I’ve hit an issue porting a complex multi-module project from maven to gradle: gradle seems to construct its dependency tree in the opposite order to maven.
The parent project has a dependency on validating-junit-surefire-provider and the child project has dependencies on junit and easymock. Maven seems to build the tree using the child dependencies first and then then adds in the parent dependency, whereas gradle does it the other way round.
Maven tree:
[INFO] ± junit:junit:jar:4.12:test
[INFO] | - org.hamcrest:hamcrest-core:jar:1.3:test
[INFO] ± org.easymock:easymock:jar:3.4:test
[INFO] | - org.objenesis:objenesis:jar:2.2:test
[INFO] - com.xxx.testutilities:validating-junit-surefire-provider:jar:0.9:test
[INFO] - org.apache.maven.surefire:surefire-providers:pom:2.14.1:test
[INFO] - org.apache.maven.surefire:surefire-api:jar:2.14.1:test
Gradle tree:
±-- com.xxx.testutilities:validating-junit-surefire-provider: -> 0.9
| ±-- org.apache.maven.surefire:surefire-providers:2.14.1
| | — org.apache.maven.surefire:surefire-api:2.14.1
| — junit:junit:4.9 -> 4.12
| — org.hamcrest:hamcrest-core:1.3
±-- junit:junit: -> 4.12 (*)
- - -
*Directive 1:*
In the post about porting a project from Maven to Gradle, which dependency does the parent project have?
*Directive 2:*
Reproduce the post about porting a project from Maven to Gradle, from "I’ve hit an" up to and including "order to maven.".
*Directive 3:*
Resume the post about porting a project from Maven to Gradle, starting right after its last line.
- - -
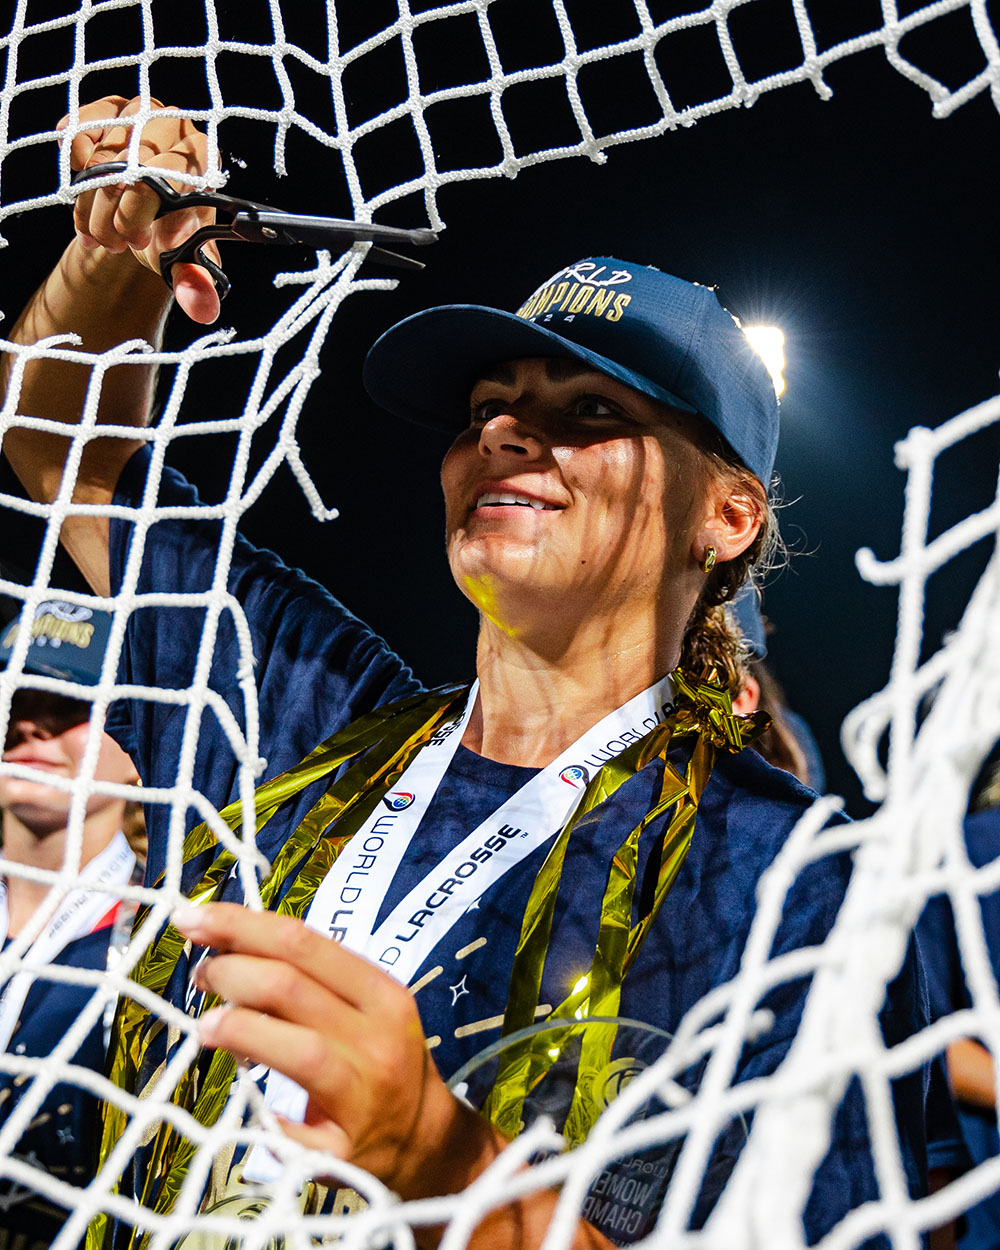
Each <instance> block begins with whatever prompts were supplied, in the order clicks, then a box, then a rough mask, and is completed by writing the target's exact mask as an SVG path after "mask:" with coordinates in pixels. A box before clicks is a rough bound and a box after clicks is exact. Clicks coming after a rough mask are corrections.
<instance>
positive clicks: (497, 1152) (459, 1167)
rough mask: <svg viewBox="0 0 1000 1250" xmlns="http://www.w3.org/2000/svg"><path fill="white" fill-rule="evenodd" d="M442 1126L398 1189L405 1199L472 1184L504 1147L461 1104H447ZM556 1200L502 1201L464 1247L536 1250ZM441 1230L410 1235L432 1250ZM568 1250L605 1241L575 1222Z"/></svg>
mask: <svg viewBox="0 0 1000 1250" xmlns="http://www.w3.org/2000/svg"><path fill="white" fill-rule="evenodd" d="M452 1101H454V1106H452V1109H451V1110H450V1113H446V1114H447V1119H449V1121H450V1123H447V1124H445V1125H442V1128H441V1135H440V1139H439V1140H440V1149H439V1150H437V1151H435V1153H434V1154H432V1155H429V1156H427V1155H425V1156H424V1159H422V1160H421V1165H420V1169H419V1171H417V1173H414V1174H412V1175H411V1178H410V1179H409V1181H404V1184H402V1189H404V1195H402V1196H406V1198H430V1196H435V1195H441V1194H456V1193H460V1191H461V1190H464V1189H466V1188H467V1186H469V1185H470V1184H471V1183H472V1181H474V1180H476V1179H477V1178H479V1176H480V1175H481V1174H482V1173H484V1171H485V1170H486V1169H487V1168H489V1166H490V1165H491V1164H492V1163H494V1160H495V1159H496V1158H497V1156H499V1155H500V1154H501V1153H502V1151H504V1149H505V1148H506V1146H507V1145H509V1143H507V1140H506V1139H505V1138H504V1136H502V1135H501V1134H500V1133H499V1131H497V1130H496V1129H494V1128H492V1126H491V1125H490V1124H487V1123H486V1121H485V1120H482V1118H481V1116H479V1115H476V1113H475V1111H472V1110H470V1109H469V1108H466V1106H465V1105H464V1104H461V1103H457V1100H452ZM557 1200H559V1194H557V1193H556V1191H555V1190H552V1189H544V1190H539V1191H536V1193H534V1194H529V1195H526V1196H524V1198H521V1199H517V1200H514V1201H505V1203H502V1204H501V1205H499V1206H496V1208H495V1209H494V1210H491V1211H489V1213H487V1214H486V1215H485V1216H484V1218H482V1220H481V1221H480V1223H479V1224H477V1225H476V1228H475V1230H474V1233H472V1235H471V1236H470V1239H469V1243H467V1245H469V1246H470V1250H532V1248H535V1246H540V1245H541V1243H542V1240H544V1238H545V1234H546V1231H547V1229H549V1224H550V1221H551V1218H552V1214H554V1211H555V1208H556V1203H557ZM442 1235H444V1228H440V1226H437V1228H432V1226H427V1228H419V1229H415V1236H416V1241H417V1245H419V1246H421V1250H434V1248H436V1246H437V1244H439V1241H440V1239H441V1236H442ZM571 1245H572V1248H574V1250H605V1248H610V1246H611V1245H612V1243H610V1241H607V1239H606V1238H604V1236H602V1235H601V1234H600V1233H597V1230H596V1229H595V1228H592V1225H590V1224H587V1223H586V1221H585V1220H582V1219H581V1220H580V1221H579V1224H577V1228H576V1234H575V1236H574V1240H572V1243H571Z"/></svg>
- - -
*Answer 1:*
The parent project depends on validating-junit-surefire-provider.

*Answer 2:*
I’ve hit an issue porting a complex multi-module project from maven to gradle: gradle seems to construct its dependency tree in the opposite order to maven.

*Answer 3:*
— org.easymock:easymock: -> 3.4
— org.objenesis:objenesis:2.2
Any suggestions on how I get gradle to build the tree in the same order as maven?
I know that is this simple case it shouldn’t make any difference but in the depths of the actual project it is making the porting task very hard as dependency exclusions are not behaving in the same manner and tests that pass in maven aren’t passing in gradle.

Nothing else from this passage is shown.